— start of EXERCISE MATERIAL —
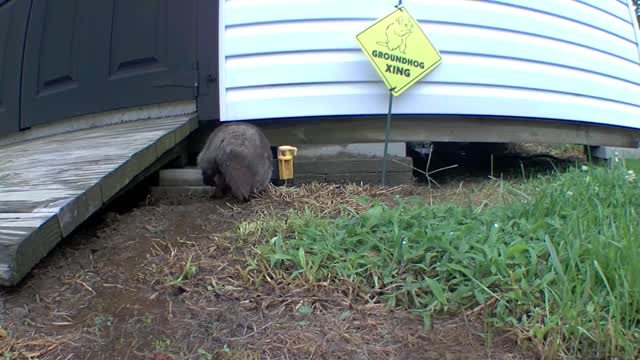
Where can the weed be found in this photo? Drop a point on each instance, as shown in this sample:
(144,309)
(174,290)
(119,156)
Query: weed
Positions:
(559,265)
— end of EXERCISE MATERIAL —
**WHAT THE EXERCISE ASKS:**
Write out the data above word for word, omitting any pictures.

**ANSWER BELOW:**
Where can the weed be found in this photo? Drop a point on each instance, as shown in this sample:
(144,309)
(174,290)
(119,156)
Query: weed
Positions:
(559,265)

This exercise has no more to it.